■ 練習問題 ■
**A.** 議事録のうち、「それから2点目は、23ページ」から始まり「えていただければと思います。」まで続く部分を一字一句そのまま書き写せ。
**B.** 議事録によると、鳴門教育大学はどの課程の学生定員未充足を指摘されたか。

■ 原文 ■
鳴門教育大学は修士課程、大分大学につきましては専門職学位課程の学生定員未充足により、指摘をさせていただいております。これらについては、基本的に6年間のうち一定の複数年度、課程単位で定員が9割を下回っている場合について指摘をさせていただいており、原案のとおりとさせていただきます。
 大分大学からはもう1点、研究費の不適切な経理についての指摘について、年度評価において指摘を受けて改善を図っており、事案の発生をもって評価をされるべきではないとの意見申立てもございました。これらも結果としては、複数年度において事案が発生していることから、改善すべき点として指摘をさせていただいているところでございます。このため、原案のとおりとさせていただきたいと思っております。
 こちらからは以上でございます。
【大橋(徹)委員長】  ありがとうございました。それでは、これまでの御説明について、御意見・御質問がありましたらよろしくお願いいたします。勝委員、どうぞ。
【勝委員】  御説明大変ありがとうございました。非常によく理解できました。
 研究面について御質問させていただきたいのですが、今回、資料Ⅰ-2の16ページから研究における「優れた点」があり、様々な大学で色合いが異なりますが、特に研究についてはかなり定量的な数値で評価できるという部分は多いと思うのですが、今回の各大学のものを見て、何かトレンドがあるのか、教えていただきたいのが1点です。
 それから2点目は、23ページで一橋大学がビジネススクールの国際認証を取得したことについて、グッドプラクティスということで、AACSBの取得は国立大学初になるわけですが、私立大学では、こういった動きは既に大きなトレンドになっており、主要なビジネススクールでは結構取得しているので、これを取り上げることによって、逆に国立大学は遅れているようなイメージにならないか、教えていただければと思います。
【大橋(徹)委員長】  ただいまの件、光石理事から回答をお願いできますか。
【光石理事】  まず、研究については、拠点の形成や、結果的に研究成果がたくさん上がっていることが評価されております。
 それから、一橋大学の件につきましては、私立大学で既に国際認証を取得している大学があるものの、国立大学で初めてというところで、評価委員会で優れていると評価したということと理解しております。
【勝委員】  分かりました。
 また、定量的なものというのは、各大学でそこの部分で優れている、あるいは優れていないというところは、目標に対してということだと思うので、この辺は自己点検で評価した結果としてそのような結果になったということでよろしいでしょうか。
【光石理事】  そうです。
【勝委員】  分かりました。ありがとうございます。
【大橋(徹)委員長】  ありがとうございました。
 次に、栗原委員、よろしくお願いします。
【栗原委員】  ありがとうございます。今回の評価について、大変丁寧に御検討いただき、御報告いただいたと思っております。
 ただ、資料Ⅰ-5ですけれども、原案に対しての意見申立てが幾つかありまして、それに対しての対応についてですけれども、具体的には東北大学について、49ページにありますが、修文案に対しての理由の記述に対して、こちら側の対応の理由が理由になっていないのではないかと思います。

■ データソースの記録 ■
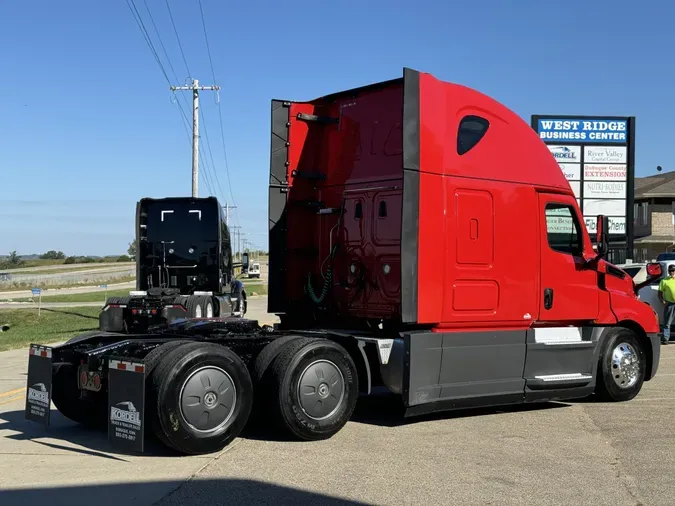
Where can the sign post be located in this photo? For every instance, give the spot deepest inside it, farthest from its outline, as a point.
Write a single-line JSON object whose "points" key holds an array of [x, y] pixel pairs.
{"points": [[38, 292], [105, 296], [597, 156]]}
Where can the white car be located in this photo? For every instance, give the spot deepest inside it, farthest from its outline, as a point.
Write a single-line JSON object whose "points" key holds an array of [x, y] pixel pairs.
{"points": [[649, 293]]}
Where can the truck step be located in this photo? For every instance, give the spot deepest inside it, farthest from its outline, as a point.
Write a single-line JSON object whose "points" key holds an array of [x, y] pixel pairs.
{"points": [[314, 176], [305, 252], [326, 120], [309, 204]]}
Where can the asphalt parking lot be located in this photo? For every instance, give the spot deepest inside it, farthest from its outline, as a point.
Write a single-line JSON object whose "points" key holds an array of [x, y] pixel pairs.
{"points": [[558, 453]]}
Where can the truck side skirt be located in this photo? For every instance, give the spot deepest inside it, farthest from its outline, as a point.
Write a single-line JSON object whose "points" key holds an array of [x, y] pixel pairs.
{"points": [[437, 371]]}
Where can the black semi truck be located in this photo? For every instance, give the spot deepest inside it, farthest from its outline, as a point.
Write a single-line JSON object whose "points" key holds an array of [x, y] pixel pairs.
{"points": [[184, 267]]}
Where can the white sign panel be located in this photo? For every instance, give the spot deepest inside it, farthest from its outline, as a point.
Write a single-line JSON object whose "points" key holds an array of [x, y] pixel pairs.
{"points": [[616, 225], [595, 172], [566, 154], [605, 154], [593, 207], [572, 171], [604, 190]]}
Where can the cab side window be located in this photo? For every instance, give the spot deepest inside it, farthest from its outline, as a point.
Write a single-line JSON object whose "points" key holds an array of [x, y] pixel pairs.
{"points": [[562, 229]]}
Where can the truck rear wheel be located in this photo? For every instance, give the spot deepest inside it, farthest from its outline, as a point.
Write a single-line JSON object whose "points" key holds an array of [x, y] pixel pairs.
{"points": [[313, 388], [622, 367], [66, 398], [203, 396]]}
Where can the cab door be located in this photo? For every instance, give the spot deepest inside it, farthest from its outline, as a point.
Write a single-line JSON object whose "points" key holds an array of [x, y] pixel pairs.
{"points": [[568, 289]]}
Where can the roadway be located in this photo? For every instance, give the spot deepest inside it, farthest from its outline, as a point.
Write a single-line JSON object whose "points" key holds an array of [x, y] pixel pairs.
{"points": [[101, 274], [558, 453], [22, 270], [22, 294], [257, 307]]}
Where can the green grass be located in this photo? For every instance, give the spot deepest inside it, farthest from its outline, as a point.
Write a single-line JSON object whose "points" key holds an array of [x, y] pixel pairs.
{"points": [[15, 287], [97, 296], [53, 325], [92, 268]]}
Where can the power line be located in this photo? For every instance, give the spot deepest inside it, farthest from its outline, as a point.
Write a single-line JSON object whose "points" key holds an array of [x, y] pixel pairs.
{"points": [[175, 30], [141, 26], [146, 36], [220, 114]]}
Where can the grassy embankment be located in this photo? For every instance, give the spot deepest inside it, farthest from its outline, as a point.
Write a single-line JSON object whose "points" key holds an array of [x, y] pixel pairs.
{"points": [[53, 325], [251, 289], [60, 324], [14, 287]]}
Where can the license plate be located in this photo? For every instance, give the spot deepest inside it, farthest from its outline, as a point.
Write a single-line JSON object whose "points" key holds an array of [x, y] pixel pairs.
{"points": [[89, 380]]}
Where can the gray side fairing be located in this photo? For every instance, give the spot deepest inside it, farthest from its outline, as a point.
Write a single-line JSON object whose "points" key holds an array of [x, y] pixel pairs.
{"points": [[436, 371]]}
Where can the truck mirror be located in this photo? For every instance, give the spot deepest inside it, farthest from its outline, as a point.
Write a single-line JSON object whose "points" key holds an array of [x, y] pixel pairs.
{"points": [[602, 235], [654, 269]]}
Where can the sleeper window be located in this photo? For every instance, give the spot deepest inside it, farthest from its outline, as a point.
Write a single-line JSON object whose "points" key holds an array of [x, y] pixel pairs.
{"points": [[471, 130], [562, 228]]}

==

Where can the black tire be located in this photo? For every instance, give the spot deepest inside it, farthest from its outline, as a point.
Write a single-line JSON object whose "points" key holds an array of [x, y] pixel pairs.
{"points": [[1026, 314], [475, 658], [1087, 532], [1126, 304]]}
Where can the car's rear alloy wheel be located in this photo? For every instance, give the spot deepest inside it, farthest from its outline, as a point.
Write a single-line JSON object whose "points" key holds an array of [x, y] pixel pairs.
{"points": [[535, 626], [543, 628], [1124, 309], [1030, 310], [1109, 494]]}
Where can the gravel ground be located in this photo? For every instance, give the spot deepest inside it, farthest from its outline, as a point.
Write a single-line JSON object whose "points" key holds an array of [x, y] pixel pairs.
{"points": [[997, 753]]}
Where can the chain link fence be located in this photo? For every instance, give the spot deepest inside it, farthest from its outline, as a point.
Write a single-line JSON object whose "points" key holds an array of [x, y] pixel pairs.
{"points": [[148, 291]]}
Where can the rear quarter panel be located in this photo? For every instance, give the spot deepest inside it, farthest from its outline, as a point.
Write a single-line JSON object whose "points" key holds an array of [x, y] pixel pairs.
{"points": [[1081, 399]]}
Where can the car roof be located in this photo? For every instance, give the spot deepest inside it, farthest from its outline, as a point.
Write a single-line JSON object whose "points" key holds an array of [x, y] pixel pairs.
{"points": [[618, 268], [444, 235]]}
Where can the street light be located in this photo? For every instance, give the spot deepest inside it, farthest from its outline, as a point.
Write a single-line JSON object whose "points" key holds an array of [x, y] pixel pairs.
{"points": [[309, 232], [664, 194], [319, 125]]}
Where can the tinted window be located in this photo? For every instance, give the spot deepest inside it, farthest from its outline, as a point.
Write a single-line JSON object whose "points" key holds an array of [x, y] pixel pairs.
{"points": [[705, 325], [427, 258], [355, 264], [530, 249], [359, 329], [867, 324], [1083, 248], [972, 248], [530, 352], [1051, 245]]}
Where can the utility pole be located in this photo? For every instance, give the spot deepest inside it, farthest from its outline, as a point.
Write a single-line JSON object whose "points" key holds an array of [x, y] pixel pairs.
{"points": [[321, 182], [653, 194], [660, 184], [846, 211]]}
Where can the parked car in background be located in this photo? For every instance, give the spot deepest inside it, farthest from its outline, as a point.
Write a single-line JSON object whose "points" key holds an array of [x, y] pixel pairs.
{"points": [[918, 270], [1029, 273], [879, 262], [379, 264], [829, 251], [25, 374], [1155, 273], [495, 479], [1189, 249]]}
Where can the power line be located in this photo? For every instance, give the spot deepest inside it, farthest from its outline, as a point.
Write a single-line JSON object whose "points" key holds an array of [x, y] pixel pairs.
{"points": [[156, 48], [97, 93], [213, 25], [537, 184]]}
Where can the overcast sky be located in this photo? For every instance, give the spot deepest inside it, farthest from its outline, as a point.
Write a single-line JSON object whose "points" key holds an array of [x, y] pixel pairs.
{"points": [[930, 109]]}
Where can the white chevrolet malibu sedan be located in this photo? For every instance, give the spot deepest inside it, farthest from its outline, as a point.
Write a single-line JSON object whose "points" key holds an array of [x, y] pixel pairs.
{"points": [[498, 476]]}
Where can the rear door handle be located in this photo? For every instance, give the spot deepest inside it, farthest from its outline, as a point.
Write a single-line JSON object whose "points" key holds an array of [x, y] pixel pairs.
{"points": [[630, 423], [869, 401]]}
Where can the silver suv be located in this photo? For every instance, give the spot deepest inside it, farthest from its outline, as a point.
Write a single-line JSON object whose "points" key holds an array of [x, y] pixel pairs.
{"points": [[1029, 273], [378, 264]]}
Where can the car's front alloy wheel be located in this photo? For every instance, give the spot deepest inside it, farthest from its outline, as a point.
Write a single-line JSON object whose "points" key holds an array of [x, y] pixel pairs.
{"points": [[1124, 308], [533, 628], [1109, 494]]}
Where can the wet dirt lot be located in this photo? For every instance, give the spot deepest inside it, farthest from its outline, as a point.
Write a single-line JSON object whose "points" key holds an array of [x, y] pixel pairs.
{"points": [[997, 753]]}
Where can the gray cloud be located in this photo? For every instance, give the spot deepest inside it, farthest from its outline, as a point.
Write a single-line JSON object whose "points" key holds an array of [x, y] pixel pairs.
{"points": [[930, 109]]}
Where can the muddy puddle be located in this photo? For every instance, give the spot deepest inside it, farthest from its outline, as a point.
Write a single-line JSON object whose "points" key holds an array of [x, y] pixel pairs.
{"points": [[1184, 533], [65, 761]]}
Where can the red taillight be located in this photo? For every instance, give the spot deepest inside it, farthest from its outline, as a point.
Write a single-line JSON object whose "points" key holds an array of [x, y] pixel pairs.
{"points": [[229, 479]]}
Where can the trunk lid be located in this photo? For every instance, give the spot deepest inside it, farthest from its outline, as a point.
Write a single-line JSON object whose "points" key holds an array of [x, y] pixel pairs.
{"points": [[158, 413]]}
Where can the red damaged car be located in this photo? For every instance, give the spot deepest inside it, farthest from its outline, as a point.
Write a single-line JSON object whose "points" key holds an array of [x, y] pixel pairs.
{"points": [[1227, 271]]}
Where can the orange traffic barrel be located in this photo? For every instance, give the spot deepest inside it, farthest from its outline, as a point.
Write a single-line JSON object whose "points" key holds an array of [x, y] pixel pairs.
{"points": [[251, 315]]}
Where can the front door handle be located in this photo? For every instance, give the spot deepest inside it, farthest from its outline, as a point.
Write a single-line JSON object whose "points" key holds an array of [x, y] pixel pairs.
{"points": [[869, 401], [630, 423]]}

==

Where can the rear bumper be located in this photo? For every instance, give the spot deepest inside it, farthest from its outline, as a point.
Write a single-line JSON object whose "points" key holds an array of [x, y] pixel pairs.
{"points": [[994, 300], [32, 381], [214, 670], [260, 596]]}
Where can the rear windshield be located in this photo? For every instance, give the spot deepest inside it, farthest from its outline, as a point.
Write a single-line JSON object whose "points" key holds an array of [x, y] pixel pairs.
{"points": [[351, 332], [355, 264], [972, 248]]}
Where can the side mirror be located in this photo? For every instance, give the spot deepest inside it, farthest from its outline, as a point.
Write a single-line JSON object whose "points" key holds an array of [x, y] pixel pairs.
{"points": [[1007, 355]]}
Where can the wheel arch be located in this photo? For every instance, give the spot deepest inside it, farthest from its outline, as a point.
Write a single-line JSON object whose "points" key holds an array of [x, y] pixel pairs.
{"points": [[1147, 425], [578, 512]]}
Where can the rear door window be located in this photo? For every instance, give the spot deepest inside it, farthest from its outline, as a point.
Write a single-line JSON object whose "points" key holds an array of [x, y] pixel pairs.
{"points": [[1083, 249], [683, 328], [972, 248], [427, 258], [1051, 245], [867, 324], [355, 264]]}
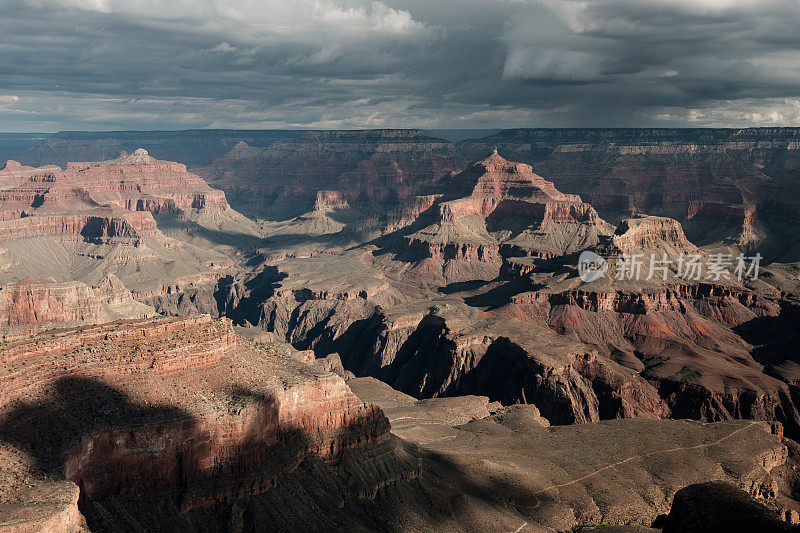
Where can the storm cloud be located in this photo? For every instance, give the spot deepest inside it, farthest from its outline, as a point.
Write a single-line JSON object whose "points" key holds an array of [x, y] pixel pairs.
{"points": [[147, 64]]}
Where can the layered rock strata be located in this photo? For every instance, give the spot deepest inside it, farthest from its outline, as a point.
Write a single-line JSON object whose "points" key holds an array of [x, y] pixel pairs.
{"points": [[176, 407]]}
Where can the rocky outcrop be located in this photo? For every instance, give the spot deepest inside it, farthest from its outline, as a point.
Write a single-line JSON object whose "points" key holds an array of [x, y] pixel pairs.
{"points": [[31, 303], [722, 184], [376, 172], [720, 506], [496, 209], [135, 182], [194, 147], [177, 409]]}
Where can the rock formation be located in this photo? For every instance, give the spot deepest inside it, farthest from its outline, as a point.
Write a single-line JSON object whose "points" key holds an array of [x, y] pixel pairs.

■ 解答 ■
**A.**
それから2点目は、23ページで一橋大学がビジネススクールの国際認証を取得したことについて、グッドプラクティスということで、AACSBの取得は国立大学初になるわけですが、私立大学では、こういった動きは既に大きなトレンドになっており、主要なビジネススクールでは結構取得しているので、これを取り上げることによって、逆に国立大学は遅れているようなイメージにならないか、教えていただければと思います。

**B.** 修士課程